### GIVEN PASSAGE

This post was inspired by the course Introduction to Control Theory and Optimal Control taught by Nicolas Charon at Johns Hopkins University.

The Control System

A primary influence on the temperature of your home is the outdoor temperature, which we will assume to be constant, $H_o$. According to Newton’s rate of cooling, your home will cool at a rate proportional to $x-H_o$. However, we can warm the home by, say, burning gas in a furnace at a rate $u(t)$. Our control system is then:

\[\dot x(t)=-k(x(t)-H_o)+u(t)\]

However we will make a substitution for simplicity $y=x-H_o$:

\[\dot y(t)=-ky(t)+u(t)\]

And our endpoint conditions are $y(0)=y(T)=H_i-H_o$. First, we note that we have a linear, homogeneous, autonomous system. Further, the coefficient on $u$ is nonzero so the system is controllable by the Kalman condition. In particular, at any time $T>0$, we can control the system to any state $y$. This means that, for example, no matter what temperature our house is before we get back, it can be controlled to our desired temperature in an infinitely small amount of time.

Goal

Our goal is to minimize the total gas burned during our absence, which is:

\[C(u)=\int_0^T |u(t)|dt\]

where the Lagrangian is $L(u)=\vert u(t)\vert$. As mentioned before, the system is controllable at any positive time. Further, it can be shown that the total gas burned, $C$ can be made infinitely small by waiting longer and longer to heat the home back up (and doing so by burning gas at a very high rate $u$). This degenerate problem is not interesting, so we consider a constrained control, $u \in L^\infty([0,T],[0,U])$ i.e. $u$ has a maximal value of $U$. In this case, we have to assume that $U/k>H_i>H_o$, meaning we can burn gas at a rate fast enough to achieve our desired temperature and that our desired temperature is warmer than the outside temperature. I will not focus on the units of $u$ but, each unit $u$ is the rate of energy consumption needed to heat up the home at a rate of $1$ degree per day, when the home is the same temperature as the outdoors.

Solving the Optimal Control Problem

Our Hamiltonian is:

\[H_\lambda(y,p,u)=p(u-ky)-\lambda |u|\]

And we can apply the strong Pontryagin maximum principle which is a necessary condition for an optimal control $u$, assuming one exists. The condition for optimality is in the following equations:

\[\begin{align} \dot y &= \nabla_p H_\lambda(y,p,u) \nonumber \\ &= u-ky \\ \dot p &= -\nabla_y H_\lambda(y,p,u) \nonumber \\ &= kp \\ u(t) &= argmax_{v \in [0,U]} \; H_\lambda(y,p,v) \nonumber \\ &= argmax_{v \in [0,U]} \; p(v-ky)+\lambda |v| \nonumber \\ &= argmax_{v \in [0,U]} \; v(p-\lambda) \end{align}\]

First, Equation 6 tells us that $p(t)=p(0)e^{kt}$. If $p(0) \leq 0$ then the resulting control would be $u(t)=0$ which will not satisfy the terminal condition (the house would cool below the desired temperature). Thus $p(t)=p(0)e^{kt}$ is always positive. Next, if $\lambda=0$, then this would result in the control $u(t)=U$, which also would not satisfy the terminal condition (the house would be heated to above the desired temperature). So we can assume $\lambda=1$, and that $p(0) < \lambda$, since otherwise the control would again be $u(t)=U$. In this case, the control involves $u=0$ up to some time $t’$, at which point the furnace kicks on at maximal power $U$. Let’s compute the time at which the furnace should kick on by solving for $y$.

######
### STORED ROWS

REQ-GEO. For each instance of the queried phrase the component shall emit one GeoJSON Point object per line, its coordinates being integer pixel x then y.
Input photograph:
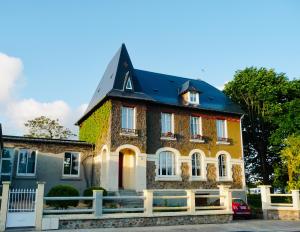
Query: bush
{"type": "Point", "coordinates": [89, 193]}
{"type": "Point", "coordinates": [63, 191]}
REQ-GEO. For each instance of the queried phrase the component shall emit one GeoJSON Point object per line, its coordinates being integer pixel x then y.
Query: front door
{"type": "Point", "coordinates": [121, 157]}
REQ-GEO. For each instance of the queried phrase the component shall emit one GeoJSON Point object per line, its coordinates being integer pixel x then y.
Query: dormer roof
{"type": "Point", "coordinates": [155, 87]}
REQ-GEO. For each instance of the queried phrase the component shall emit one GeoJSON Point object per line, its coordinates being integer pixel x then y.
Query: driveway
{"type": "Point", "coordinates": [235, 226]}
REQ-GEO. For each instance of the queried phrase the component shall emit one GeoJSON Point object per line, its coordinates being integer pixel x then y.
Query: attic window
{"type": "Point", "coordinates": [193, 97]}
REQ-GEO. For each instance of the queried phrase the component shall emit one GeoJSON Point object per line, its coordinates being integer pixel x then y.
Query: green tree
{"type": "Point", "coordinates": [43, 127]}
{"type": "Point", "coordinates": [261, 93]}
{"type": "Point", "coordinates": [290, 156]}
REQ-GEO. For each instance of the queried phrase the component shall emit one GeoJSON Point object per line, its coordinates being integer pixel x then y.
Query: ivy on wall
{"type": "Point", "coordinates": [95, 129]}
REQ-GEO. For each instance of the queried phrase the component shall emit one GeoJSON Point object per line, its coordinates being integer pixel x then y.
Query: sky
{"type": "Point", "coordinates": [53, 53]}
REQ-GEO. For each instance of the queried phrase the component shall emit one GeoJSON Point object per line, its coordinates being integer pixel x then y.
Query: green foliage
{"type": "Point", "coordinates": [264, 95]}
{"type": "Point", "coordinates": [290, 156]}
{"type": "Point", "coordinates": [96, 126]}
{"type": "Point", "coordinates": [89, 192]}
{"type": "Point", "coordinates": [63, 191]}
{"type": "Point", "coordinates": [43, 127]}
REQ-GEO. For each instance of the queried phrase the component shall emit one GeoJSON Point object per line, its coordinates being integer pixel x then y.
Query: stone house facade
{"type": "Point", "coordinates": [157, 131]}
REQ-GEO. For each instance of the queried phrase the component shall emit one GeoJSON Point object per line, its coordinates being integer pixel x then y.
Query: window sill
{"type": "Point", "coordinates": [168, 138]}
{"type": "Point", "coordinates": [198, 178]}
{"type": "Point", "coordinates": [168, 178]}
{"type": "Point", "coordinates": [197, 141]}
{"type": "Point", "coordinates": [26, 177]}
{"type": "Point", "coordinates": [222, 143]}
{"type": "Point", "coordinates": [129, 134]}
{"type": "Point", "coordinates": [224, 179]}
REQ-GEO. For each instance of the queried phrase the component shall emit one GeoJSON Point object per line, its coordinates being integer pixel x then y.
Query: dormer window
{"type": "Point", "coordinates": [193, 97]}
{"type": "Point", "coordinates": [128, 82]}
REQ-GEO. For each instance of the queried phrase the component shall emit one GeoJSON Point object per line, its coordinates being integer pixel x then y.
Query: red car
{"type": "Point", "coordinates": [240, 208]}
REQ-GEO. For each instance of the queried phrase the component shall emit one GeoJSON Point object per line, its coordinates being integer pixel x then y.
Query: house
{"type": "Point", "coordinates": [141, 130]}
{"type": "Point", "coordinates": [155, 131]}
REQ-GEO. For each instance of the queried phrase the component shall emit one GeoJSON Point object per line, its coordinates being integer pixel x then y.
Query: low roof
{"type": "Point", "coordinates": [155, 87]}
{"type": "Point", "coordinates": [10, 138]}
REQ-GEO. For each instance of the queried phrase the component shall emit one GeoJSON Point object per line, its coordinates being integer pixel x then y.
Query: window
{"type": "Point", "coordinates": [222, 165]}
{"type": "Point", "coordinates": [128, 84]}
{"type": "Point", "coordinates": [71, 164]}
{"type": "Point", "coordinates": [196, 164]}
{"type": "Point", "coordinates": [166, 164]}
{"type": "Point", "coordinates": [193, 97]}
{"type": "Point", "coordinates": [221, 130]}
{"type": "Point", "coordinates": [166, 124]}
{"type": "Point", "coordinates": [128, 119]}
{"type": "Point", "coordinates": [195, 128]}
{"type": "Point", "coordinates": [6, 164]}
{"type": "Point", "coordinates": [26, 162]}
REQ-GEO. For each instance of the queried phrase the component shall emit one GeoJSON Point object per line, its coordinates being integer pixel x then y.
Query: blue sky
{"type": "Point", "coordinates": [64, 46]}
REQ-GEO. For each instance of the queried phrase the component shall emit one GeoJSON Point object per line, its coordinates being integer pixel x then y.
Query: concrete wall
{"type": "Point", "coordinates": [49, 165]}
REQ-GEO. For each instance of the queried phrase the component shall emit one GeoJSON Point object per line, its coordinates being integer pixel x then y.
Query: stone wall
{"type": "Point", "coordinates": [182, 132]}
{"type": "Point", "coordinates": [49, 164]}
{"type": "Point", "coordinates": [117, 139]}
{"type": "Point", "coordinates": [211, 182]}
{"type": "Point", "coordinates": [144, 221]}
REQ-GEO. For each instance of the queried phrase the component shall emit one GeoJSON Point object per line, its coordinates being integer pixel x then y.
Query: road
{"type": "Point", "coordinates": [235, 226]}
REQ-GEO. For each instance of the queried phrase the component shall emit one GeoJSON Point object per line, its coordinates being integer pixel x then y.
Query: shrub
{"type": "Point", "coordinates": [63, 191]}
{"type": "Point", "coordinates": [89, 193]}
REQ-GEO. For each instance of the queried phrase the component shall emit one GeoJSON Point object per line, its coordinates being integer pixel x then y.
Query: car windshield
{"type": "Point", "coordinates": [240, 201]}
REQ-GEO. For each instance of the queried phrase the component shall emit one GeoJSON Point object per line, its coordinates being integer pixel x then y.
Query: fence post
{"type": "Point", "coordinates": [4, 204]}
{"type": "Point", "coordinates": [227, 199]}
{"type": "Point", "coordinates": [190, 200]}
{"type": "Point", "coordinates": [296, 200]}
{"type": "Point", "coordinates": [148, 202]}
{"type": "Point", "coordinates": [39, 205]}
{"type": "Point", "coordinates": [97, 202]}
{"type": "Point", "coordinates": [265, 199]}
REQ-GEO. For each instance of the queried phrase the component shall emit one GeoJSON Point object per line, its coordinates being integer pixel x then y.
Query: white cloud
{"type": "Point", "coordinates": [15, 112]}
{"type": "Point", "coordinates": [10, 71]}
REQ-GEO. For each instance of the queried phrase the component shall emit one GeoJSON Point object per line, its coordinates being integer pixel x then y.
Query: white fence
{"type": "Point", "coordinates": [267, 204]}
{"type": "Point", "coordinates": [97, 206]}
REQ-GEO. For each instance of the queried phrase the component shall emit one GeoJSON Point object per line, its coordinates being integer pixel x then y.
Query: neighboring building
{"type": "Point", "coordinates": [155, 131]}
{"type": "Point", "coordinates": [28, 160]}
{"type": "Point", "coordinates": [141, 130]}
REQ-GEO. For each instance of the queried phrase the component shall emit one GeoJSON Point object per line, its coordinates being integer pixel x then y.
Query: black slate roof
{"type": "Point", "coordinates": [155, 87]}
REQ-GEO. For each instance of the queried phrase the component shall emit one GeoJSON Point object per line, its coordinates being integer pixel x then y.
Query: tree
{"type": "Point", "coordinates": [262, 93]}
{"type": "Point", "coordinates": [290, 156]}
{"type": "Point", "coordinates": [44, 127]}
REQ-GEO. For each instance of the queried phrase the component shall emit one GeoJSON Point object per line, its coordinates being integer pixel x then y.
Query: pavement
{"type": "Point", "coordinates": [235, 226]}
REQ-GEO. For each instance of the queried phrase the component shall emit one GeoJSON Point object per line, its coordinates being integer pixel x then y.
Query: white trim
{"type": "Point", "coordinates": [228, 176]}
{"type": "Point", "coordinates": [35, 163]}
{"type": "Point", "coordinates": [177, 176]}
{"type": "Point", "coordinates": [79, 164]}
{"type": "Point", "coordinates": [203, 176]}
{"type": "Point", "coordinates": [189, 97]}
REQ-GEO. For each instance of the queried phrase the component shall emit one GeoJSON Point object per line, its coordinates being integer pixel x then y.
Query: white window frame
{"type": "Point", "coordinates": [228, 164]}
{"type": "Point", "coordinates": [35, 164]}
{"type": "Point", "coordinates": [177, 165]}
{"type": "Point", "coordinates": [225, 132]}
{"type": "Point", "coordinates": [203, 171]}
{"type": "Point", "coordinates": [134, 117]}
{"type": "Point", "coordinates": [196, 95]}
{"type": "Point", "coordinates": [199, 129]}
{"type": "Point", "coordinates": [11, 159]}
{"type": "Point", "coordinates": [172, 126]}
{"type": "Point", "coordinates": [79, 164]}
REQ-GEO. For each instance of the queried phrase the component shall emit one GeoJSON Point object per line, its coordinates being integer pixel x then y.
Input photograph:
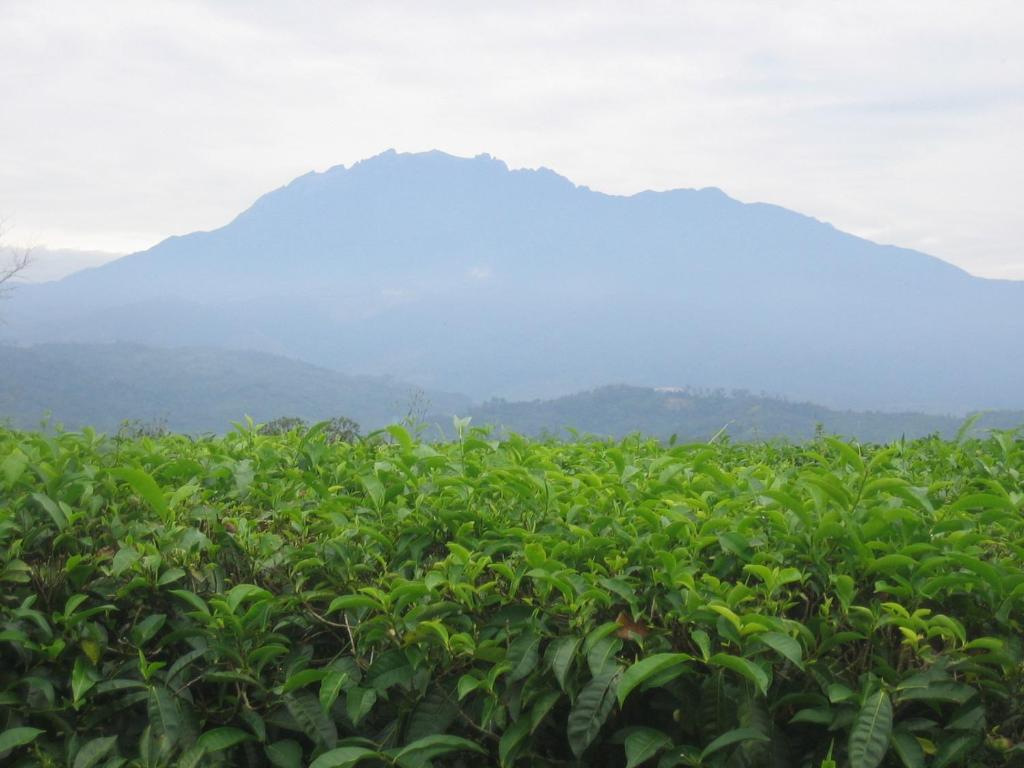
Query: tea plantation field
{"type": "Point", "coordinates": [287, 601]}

######

• [OBJECTIVES]
1. Summarize the home heating post in two sentences.
2. According to the home heating post, what condition shows that the system is controllable?
3. Proceed with the home heating post from its final sentence onward.
The data entries were drawn from a different source than the home heating post.

• [THE ANSWERS]
1. The post models a home's temperature with a linear control system in which the house cools toward the constant outdoor temperature at a rate proportional to the difference and is warmed by burning gas at a bounded rate $u(t)$, with the goal of minimizing total gas burned while the occupants are away. Applying the strong Pontryagin maximum principle, it finds that the optimal control keeps the furnace off until some time $t'$ and then runs it at maximal power $U$.

2. The Kalman condition, since the coefficient on $u$ is nonzero.

3.
\[\begin{align*} y(t) &= y(0)e^{-kt} & 0<t\leq t' \end{align*}\]

After time $t’$ we have $\dot y = U-ky$, so we make the substitution $z=y-U/k$ to get $\dot z=-kz$ with the solution $z(t)=z(t’)e^{-k(t-t’)}$ which means:

\[\begin{align*} y(t) &= (y(t')-U/k)e^{-k(t-t')}+U/k & t'<t<T \\ &= (y(0)e^{-kt'}-U/k)e^{-k(t-t')}+U/k \\ &= y(0)e^{-kt}-U/ke^{-k(t-t')}+U/k \\ &= (H_i-H_o)e^{-kt}-U/ke^{-k(t-t')}+U/k \end{align*}\]

And in order to satisfy the terminal condition, we have:

\[\begin{align*} H_i-H_o &= (H_i-H_o)e^{-kT}-U/ke^{-k(T-t')}+U/k \\ (H_i-H_o)(1-e^{-kT})-U/k &= -U/ke^{-k(T-t')} \\ 1-\frac{H_i-H_o}{U/k}(1-e^{-kT}) &= e^{-k(T-t')} \\ T+\frac{\log \left(1-\frac{H_i-H_o}{U/k}(1-e^{-kT}) \right)}{k} &= t' \end{align*}\]

In other words, the furnace should kick on at maximal power $U$ at a time $-\frac{\log \left(1-\frac{H_i-H_o}{U/k}(1-e^{-kT}) \right)}{k}$ before your time of return (yes, this is a positive quantity, since the argument of the logarithm is below 1 given our assumption $U/k>H_i>H_o$).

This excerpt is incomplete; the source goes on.